## Objective
Convert every line of the records below into a JSON list of strings, with one string per line and blank lines omitted. Leave the pictures out of the answer.

(Dataset excerpt)
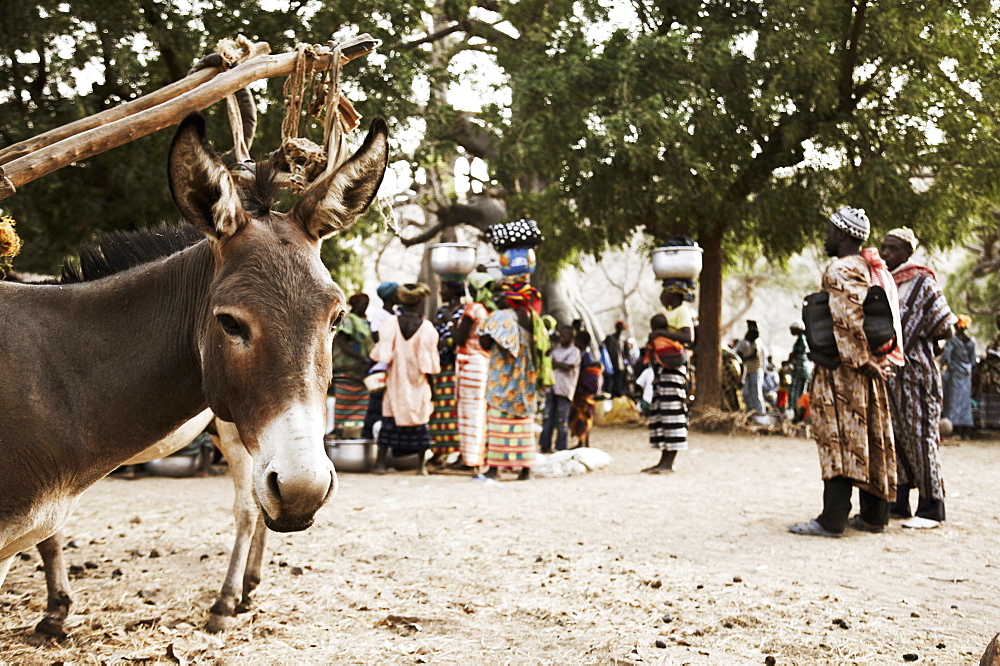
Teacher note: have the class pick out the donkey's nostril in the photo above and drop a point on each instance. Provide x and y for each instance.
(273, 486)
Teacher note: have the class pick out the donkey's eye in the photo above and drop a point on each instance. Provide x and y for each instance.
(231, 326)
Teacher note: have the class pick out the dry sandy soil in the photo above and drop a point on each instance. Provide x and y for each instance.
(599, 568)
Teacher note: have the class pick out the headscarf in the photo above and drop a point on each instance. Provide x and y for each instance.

## Correct result
[
  "Teacher note: have the class pick out the donkey's nostril in the photo above and drop a point on each instance. Provide x and y for each instance.",
  "(273, 486)",
  "Teacher note: have the class pick out the donkey's eye in the photo above and drop a point on each instance. Provide x and y for each instance.",
  "(231, 326)",
  "Teacher note: have the class pick out the dry sandy soil in the photo above and drop a point on each instance. Provide x and y for each instance.",
  "(599, 568)",
  "Teacher note: have the class pick out the headscarf in the photo above and drop a point on each instance. Provide x and y for each instance."
]